Written request 1:
Translate this sentence from the MySQL setup guide into Spanish: "This guide covers setting up MLflow with MySQL as the backend database."

Passage provided:

____

MySQL Backend Installation
This guide covers setting up MLflow with MySQL as the backend database. MySQL is a popular alternative to PostgreSQL and provides good performance for MLflow deployments.
Alternative Database: MySQL is a viable alternative to PostgreSQL for MLflow deployments, offering good performance and wide compatibility with existing infrastructure.
Prerequisites
Requirements: Ensure you have all prerequisites installed and configured before proceeding with MySQL setup.
- Kubernetes cluster (v1.16+)
- Helm 3.x installed
- kubectl configured
- MySQL database (can be deployed in-cluster or external)
- Storage class for PVC (if using in-cluster MySQL)
Option 1: Using External MySQL
External Database: Using external MySQL (like RDS, Cloud SQL, or Azure Database) is recommended for production as it provides managed backups, high availability, and easier maintenance.

____

Information supplied:
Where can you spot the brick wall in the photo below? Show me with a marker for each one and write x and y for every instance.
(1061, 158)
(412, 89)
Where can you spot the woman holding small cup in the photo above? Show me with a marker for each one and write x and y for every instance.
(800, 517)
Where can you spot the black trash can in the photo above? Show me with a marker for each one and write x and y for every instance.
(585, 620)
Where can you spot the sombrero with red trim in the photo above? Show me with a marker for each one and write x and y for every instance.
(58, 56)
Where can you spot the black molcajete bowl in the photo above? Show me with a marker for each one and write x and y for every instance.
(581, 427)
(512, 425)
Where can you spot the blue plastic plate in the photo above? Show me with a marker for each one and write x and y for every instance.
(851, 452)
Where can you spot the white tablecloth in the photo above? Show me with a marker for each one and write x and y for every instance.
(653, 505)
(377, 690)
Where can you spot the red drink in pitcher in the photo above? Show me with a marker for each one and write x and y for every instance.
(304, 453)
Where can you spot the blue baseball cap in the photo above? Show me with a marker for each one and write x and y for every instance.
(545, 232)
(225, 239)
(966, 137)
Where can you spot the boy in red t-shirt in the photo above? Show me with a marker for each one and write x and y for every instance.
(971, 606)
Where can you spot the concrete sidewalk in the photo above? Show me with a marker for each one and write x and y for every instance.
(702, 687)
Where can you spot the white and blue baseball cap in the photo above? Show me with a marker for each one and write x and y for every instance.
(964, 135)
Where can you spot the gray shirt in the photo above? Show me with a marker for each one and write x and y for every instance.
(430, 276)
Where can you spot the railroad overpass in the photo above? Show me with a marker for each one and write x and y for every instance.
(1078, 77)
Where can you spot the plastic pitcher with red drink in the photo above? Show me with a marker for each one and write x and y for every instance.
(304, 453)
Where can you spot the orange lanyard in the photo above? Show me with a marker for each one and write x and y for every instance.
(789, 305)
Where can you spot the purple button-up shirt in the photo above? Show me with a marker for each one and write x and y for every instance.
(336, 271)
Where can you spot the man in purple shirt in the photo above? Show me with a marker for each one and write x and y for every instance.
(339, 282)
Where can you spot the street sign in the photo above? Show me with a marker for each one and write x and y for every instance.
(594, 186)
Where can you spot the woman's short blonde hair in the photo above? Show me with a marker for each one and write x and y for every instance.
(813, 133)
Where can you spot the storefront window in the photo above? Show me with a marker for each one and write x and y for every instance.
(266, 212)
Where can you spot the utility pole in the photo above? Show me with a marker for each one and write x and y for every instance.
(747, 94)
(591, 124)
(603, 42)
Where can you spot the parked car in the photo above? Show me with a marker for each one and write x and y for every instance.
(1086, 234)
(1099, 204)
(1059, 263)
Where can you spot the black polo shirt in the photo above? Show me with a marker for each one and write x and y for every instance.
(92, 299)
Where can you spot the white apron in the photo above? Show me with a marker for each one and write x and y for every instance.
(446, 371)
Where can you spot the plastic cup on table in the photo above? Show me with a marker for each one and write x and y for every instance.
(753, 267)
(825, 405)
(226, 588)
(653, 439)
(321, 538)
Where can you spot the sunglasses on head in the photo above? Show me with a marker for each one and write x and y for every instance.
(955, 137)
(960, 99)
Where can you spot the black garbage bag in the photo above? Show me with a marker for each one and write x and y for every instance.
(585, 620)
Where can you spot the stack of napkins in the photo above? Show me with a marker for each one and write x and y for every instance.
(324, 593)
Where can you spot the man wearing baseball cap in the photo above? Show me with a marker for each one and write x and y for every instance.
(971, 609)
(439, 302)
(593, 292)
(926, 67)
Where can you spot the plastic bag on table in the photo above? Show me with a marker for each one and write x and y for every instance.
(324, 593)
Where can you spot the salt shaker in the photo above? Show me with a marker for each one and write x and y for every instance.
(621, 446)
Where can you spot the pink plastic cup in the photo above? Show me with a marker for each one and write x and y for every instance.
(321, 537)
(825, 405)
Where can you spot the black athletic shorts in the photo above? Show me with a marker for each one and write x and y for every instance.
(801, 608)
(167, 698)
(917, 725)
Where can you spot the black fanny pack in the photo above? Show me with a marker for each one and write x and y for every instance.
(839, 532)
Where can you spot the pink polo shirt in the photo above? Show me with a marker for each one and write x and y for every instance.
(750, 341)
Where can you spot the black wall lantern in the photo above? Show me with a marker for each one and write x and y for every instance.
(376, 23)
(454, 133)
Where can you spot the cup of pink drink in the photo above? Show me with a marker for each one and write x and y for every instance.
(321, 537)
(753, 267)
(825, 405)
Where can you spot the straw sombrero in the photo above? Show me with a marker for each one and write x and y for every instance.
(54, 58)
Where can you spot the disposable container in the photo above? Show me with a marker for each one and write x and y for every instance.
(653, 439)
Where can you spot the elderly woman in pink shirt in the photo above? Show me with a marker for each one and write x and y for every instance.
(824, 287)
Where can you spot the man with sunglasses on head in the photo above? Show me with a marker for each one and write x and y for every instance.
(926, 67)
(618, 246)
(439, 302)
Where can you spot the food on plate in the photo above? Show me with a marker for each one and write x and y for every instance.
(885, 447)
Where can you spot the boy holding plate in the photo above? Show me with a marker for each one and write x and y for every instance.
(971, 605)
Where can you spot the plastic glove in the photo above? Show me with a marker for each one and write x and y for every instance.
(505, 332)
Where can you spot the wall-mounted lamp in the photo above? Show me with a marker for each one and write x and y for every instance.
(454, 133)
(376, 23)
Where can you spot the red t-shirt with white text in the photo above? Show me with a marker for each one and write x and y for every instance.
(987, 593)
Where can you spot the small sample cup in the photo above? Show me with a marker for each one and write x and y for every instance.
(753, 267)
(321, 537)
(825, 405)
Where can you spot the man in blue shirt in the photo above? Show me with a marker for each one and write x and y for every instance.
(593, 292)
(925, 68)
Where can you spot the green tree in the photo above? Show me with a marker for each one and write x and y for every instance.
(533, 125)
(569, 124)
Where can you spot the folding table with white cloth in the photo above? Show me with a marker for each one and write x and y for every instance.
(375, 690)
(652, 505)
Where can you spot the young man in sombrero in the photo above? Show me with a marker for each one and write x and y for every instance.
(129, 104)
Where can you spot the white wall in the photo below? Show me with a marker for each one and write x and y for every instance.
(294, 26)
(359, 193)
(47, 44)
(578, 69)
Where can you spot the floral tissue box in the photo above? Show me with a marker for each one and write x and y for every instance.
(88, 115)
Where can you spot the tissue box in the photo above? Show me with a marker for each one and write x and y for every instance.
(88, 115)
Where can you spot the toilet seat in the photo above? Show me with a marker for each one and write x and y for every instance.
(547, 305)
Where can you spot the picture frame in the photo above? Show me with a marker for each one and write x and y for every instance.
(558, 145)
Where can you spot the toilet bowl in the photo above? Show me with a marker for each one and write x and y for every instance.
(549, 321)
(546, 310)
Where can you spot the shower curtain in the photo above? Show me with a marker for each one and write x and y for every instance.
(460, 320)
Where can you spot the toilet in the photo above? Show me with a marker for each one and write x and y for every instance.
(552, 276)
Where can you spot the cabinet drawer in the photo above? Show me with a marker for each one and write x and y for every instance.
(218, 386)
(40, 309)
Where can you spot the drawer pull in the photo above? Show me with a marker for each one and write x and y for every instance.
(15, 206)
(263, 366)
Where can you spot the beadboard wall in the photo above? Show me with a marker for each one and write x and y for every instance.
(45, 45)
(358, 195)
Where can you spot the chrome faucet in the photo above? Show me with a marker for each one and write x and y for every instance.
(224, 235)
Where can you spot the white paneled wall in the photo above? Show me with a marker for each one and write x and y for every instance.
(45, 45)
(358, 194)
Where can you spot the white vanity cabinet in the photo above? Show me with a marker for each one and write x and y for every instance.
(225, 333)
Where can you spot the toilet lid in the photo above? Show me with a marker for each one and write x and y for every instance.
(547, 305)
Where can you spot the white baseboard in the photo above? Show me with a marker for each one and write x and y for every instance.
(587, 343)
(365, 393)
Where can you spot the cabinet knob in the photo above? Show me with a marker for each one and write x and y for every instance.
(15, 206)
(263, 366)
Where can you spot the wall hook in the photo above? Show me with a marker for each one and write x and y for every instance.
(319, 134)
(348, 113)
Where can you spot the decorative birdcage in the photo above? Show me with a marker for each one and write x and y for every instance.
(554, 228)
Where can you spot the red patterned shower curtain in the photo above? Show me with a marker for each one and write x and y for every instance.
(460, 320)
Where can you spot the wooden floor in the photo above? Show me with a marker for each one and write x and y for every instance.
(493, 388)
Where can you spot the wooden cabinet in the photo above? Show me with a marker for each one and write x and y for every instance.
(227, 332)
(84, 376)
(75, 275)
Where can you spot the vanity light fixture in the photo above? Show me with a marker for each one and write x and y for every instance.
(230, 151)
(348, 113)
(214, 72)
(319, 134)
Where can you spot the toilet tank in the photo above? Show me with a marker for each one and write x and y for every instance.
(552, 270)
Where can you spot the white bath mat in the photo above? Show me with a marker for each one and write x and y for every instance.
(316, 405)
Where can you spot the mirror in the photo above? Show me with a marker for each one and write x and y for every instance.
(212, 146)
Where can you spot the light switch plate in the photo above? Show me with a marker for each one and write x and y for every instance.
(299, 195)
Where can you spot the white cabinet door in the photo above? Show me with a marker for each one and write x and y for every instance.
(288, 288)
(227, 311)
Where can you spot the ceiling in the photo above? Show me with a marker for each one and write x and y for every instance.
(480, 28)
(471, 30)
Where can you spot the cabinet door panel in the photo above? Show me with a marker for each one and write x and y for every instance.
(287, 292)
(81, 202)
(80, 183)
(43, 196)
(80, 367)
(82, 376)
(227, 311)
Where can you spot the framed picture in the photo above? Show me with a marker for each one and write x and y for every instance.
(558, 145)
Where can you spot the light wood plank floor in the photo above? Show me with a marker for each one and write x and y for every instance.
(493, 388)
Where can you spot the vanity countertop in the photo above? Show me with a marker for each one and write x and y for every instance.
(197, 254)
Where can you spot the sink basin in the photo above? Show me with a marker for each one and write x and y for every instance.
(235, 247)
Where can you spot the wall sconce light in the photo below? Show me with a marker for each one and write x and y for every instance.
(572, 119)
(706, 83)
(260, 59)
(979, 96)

____

Written request 2:
Rewrite the records from the line with "Where can you spot the sink" up to and including the last line of the records. Replace "wall sconce light" with "wall lamp" and keep everything else unchanged.

Full output 1:
Esta guía explica cómo configurar MLflow con MySQL como base de datos de backend.

Full output 2:
Where can you spot the sink basin in the photo above? Show me with a marker for each one and write x and y for every instance.
(235, 247)
Where can you spot the wall lamp in the photo below? Show me with a marker for each one and write x and y for every instance.
(572, 119)
(706, 83)
(260, 59)
(979, 96)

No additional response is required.